[What you need to do] The string "cloud" appears in some lines of the data. Report how many, with no other words.

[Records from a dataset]
——————

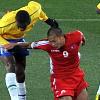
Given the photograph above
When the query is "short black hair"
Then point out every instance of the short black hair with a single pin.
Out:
(23, 18)
(56, 31)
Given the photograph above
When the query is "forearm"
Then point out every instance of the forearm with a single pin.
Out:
(24, 44)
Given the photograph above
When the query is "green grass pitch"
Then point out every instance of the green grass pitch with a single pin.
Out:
(71, 15)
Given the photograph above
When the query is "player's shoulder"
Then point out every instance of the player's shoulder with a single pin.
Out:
(74, 33)
(8, 19)
(34, 4)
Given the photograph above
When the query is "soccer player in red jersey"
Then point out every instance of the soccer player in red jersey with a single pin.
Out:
(66, 76)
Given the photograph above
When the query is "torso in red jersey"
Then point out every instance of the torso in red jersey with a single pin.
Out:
(63, 61)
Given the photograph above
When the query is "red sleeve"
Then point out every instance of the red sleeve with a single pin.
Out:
(43, 45)
(76, 37)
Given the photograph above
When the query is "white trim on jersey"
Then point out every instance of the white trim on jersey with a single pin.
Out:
(39, 43)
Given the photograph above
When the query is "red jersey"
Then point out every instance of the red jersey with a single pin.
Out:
(63, 61)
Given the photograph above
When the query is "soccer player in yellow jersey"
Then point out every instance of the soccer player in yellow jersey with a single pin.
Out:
(13, 27)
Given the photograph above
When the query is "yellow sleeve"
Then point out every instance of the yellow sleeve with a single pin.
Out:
(43, 16)
(3, 41)
(98, 6)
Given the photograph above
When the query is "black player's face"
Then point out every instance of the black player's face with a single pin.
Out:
(56, 41)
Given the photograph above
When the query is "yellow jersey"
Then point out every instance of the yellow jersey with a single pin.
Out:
(8, 25)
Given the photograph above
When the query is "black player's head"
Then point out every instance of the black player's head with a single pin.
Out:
(56, 37)
(23, 19)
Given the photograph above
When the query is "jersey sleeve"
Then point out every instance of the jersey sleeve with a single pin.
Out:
(98, 6)
(3, 41)
(43, 16)
(76, 37)
(43, 45)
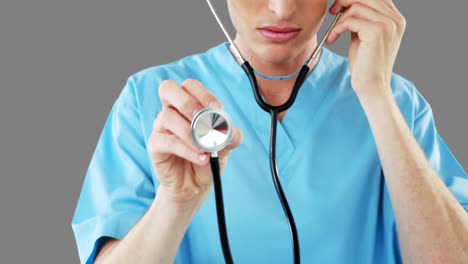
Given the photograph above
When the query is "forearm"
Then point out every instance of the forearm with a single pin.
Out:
(432, 226)
(156, 237)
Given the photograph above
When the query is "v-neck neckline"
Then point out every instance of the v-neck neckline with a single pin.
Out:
(299, 115)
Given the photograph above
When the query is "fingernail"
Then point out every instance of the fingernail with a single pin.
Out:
(202, 157)
(195, 112)
(216, 105)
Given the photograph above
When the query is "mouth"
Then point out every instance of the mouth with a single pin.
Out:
(279, 34)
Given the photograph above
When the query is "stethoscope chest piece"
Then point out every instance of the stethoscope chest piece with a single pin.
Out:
(211, 129)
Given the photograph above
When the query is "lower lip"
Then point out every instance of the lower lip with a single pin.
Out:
(278, 36)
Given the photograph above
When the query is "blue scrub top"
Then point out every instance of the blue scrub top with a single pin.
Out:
(327, 160)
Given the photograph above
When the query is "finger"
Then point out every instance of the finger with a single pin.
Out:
(201, 93)
(365, 29)
(236, 140)
(385, 7)
(163, 146)
(340, 5)
(172, 95)
(169, 120)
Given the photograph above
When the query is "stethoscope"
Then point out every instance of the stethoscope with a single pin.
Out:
(212, 131)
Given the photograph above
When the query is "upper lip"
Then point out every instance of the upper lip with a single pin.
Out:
(280, 29)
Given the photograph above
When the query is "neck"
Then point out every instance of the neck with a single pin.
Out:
(276, 92)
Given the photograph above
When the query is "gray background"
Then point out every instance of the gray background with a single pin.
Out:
(63, 63)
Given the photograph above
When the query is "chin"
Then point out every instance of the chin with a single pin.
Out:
(277, 53)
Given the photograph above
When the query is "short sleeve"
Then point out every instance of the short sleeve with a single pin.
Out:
(118, 188)
(438, 153)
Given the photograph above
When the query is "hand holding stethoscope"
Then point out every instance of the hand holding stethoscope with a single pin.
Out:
(182, 168)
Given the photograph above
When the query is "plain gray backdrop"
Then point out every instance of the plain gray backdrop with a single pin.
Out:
(63, 63)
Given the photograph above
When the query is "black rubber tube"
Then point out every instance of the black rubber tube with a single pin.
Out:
(220, 210)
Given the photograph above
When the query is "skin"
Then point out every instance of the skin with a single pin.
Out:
(432, 225)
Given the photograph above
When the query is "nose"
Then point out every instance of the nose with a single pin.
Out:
(284, 9)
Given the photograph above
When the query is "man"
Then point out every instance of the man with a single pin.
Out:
(360, 160)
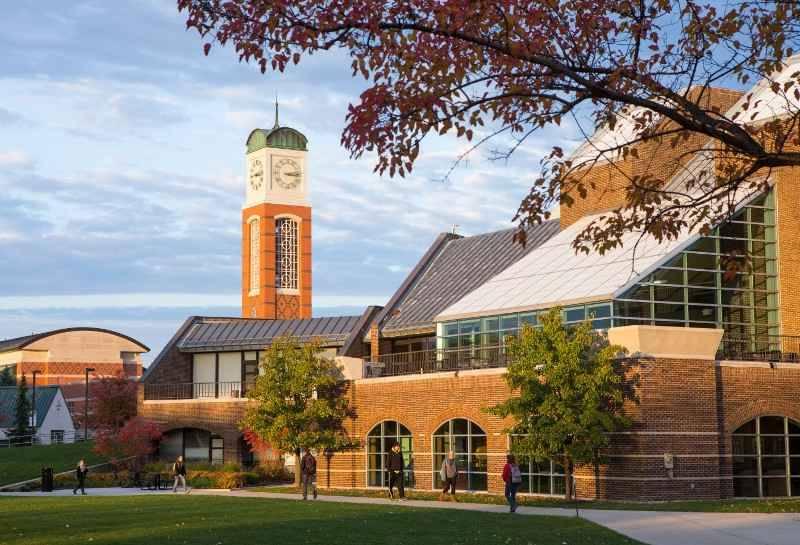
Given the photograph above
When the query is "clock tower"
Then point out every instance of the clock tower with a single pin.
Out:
(276, 226)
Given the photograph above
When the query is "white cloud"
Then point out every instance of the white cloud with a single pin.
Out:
(15, 159)
(166, 301)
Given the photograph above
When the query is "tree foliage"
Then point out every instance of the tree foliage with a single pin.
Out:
(113, 402)
(296, 399)
(22, 412)
(570, 393)
(7, 377)
(137, 437)
(483, 69)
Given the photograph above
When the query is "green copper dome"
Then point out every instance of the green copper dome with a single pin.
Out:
(277, 137)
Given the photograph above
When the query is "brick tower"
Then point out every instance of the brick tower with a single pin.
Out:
(276, 226)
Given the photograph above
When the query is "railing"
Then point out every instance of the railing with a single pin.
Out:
(442, 359)
(194, 390)
(772, 348)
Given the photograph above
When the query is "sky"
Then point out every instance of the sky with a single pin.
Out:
(122, 174)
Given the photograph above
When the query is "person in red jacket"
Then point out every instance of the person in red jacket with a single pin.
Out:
(513, 478)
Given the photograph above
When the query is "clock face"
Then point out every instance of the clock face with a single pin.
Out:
(256, 174)
(286, 173)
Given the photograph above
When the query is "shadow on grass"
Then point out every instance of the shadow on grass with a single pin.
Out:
(212, 521)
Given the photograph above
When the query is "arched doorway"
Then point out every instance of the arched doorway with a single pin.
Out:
(468, 442)
(379, 442)
(194, 444)
(766, 458)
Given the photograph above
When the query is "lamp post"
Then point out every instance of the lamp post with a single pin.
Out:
(86, 404)
(33, 409)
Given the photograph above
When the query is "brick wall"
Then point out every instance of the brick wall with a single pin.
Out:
(605, 183)
(55, 372)
(266, 303)
(687, 408)
(218, 417)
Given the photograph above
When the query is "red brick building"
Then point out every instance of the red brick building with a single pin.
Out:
(715, 357)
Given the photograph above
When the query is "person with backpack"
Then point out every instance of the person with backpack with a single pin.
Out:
(308, 474)
(449, 474)
(80, 473)
(179, 474)
(396, 466)
(512, 476)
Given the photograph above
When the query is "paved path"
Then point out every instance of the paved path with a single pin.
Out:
(652, 527)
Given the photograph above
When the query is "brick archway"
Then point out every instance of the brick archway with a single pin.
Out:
(761, 407)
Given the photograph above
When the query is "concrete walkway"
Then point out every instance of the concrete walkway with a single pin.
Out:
(651, 527)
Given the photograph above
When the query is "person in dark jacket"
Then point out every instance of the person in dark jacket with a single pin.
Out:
(80, 474)
(396, 467)
(512, 476)
(449, 475)
(179, 474)
(308, 474)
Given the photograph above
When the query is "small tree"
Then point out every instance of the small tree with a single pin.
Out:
(296, 400)
(22, 413)
(113, 402)
(7, 377)
(570, 393)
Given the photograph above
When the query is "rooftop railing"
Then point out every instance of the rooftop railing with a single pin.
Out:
(769, 348)
(194, 390)
(442, 359)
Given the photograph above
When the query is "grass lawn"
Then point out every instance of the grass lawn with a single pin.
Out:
(205, 520)
(22, 463)
(707, 506)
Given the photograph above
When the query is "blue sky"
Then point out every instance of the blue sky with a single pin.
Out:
(121, 174)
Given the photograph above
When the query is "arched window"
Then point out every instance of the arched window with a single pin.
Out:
(255, 245)
(379, 442)
(766, 458)
(468, 442)
(544, 478)
(286, 253)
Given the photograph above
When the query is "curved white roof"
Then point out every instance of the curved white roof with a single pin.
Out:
(553, 274)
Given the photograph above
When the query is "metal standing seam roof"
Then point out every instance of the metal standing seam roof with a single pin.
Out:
(212, 334)
(8, 403)
(449, 272)
(554, 274)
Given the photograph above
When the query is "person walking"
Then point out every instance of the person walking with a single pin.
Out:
(396, 466)
(80, 473)
(308, 474)
(449, 474)
(179, 474)
(512, 476)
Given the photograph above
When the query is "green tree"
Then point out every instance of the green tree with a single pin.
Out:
(298, 403)
(22, 413)
(570, 393)
(7, 377)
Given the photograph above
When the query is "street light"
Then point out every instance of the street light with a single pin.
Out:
(86, 404)
(33, 410)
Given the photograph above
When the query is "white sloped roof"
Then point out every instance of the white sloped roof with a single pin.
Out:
(553, 274)
(765, 103)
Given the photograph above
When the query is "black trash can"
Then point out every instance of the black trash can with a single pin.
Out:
(47, 479)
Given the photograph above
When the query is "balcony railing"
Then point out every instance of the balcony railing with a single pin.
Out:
(770, 348)
(194, 390)
(442, 359)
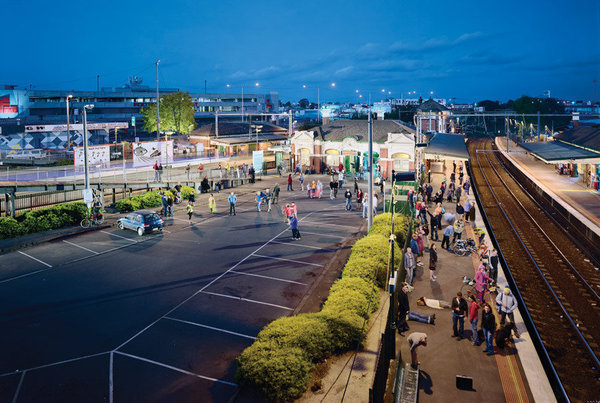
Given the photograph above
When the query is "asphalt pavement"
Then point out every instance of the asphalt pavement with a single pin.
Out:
(111, 316)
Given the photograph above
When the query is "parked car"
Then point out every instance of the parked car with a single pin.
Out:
(142, 222)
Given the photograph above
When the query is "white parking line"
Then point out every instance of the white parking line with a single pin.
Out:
(210, 327)
(37, 260)
(119, 236)
(246, 300)
(326, 235)
(298, 244)
(183, 371)
(79, 246)
(287, 260)
(267, 277)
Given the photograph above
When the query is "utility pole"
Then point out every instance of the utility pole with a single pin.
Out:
(370, 212)
(157, 105)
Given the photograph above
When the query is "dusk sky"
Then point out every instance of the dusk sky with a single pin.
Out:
(464, 50)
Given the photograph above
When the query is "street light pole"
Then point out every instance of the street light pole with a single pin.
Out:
(157, 105)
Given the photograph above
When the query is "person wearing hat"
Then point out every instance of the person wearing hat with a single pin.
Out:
(507, 303)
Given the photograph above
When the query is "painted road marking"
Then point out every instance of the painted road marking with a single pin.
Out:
(210, 327)
(79, 246)
(183, 371)
(298, 244)
(267, 277)
(119, 236)
(37, 260)
(247, 300)
(288, 260)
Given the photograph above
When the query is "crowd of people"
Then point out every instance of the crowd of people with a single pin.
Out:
(433, 214)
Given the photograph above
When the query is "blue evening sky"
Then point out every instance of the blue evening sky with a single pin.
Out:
(467, 50)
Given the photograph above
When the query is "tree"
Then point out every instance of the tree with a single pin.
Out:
(176, 114)
(303, 103)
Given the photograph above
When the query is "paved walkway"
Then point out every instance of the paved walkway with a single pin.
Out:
(563, 188)
(496, 378)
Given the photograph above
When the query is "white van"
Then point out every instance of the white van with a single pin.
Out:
(27, 155)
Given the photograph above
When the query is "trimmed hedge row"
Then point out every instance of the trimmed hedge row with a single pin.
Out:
(285, 352)
(46, 219)
(148, 200)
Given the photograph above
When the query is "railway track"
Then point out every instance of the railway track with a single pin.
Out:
(558, 281)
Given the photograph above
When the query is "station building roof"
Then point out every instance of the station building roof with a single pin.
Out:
(557, 152)
(447, 146)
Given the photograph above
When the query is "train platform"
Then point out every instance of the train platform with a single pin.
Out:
(581, 202)
(513, 375)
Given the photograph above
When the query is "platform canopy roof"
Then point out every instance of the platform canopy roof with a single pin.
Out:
(557, 152)
(447, 146)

——————

[Output of the exercise] 2